§ **WHAT IS EXPECTED**
Show every line in the rows below that contains the word "paper", copying each such line in full.

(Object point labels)
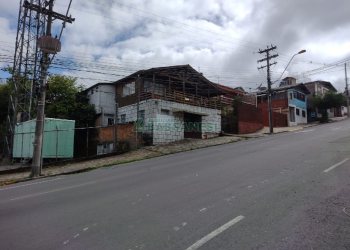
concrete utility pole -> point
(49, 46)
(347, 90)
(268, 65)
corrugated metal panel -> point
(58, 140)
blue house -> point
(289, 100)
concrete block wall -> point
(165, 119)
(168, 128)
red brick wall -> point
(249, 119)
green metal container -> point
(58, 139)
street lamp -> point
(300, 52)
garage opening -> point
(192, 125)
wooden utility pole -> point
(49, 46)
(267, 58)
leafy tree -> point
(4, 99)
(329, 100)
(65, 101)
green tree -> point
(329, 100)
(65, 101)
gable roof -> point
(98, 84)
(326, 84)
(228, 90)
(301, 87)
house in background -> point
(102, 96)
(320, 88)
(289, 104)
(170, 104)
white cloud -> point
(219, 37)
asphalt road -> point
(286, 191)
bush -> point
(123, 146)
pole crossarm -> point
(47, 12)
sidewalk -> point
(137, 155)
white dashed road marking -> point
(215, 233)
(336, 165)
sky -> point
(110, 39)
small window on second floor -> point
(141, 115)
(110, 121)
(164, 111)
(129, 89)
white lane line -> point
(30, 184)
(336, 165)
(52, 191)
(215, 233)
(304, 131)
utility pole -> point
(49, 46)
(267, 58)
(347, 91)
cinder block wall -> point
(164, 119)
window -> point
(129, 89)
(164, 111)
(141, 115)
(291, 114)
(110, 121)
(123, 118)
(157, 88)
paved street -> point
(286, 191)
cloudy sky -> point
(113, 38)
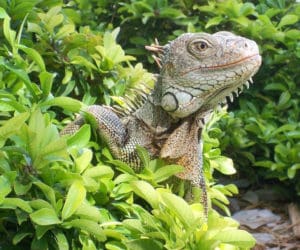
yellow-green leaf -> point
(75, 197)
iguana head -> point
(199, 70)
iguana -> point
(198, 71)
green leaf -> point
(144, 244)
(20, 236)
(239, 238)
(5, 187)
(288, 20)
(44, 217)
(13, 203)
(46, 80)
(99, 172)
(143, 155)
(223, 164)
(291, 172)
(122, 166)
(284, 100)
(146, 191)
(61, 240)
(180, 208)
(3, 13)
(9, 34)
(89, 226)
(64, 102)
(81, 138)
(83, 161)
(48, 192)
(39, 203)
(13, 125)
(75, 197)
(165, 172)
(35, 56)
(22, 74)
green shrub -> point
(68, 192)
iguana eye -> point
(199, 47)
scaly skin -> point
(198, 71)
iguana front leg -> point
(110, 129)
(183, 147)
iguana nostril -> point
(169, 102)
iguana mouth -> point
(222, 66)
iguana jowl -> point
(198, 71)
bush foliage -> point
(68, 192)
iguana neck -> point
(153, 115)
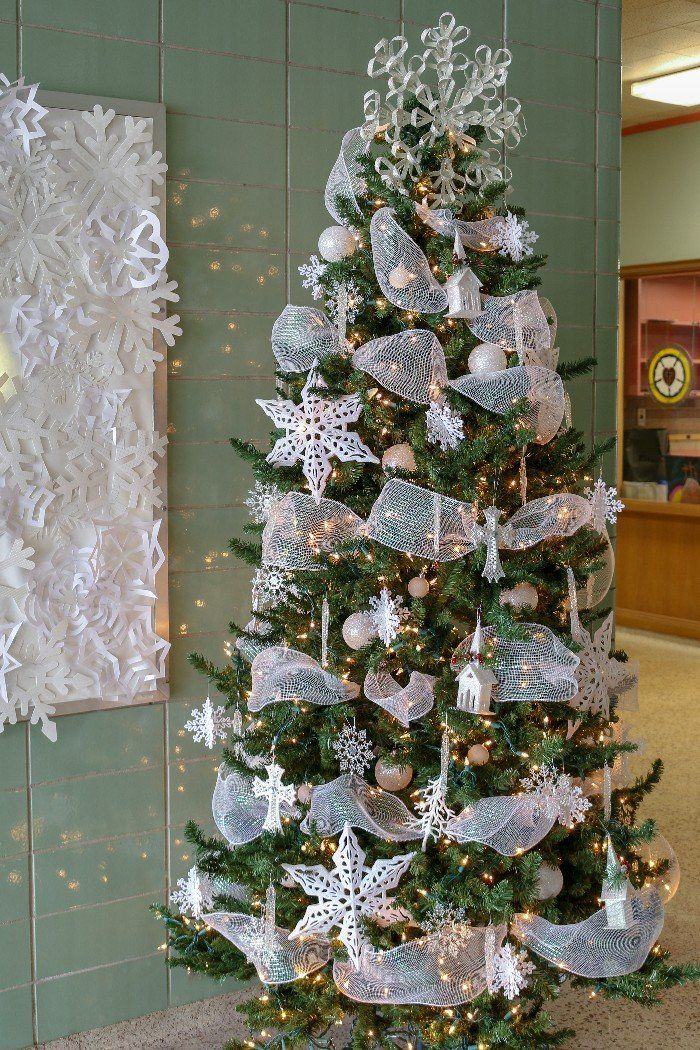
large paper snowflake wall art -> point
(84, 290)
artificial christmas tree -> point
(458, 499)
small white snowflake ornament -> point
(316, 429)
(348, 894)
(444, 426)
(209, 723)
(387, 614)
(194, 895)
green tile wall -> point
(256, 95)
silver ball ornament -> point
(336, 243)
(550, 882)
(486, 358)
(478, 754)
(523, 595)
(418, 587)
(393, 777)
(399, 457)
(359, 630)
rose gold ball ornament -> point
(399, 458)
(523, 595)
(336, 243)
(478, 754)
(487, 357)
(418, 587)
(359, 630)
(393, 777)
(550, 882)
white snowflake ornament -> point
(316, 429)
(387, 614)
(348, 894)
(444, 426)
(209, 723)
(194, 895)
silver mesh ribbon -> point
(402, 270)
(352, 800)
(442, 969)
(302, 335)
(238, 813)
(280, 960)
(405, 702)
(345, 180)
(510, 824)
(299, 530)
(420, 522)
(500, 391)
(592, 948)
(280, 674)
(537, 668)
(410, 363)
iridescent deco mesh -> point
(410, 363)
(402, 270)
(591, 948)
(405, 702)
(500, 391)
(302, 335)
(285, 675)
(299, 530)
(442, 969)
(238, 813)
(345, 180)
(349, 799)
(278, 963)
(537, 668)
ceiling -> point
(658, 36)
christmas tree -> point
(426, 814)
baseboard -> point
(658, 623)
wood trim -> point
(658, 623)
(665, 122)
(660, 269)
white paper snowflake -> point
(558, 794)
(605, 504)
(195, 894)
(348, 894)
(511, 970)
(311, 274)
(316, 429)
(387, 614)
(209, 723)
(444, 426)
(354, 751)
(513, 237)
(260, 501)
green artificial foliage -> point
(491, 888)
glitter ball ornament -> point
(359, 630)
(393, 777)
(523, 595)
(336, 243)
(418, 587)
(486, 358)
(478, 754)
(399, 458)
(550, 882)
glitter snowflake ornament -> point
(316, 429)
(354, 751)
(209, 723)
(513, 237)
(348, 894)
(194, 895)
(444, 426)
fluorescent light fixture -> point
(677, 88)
--
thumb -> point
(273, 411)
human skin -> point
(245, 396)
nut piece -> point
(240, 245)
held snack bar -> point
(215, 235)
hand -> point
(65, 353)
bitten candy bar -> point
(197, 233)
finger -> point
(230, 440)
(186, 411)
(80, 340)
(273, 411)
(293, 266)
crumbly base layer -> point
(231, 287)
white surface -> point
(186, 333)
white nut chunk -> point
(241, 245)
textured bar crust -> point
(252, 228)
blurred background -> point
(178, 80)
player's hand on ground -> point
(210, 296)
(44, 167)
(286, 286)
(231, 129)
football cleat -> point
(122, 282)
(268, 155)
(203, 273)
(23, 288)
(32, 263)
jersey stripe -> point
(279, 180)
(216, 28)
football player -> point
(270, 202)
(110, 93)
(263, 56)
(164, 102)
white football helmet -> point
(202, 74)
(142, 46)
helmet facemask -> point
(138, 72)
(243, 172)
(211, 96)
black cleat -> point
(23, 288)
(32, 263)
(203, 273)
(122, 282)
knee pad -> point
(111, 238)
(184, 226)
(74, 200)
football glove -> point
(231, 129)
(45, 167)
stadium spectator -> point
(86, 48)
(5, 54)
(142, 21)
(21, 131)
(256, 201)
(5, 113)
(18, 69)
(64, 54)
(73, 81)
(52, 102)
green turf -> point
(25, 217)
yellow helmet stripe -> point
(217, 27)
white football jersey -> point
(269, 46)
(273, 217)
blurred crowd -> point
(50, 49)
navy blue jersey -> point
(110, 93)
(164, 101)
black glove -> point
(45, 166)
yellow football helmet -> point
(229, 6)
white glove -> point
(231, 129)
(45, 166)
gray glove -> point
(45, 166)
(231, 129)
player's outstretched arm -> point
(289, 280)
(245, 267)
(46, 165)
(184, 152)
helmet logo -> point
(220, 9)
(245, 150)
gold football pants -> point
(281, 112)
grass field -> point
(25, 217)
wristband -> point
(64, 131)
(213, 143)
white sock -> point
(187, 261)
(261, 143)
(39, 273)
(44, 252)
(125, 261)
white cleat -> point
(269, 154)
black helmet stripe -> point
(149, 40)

§ **EXERCISE OUTPUT**
large paper snowflake wall art -> point
white paper snowflake -> point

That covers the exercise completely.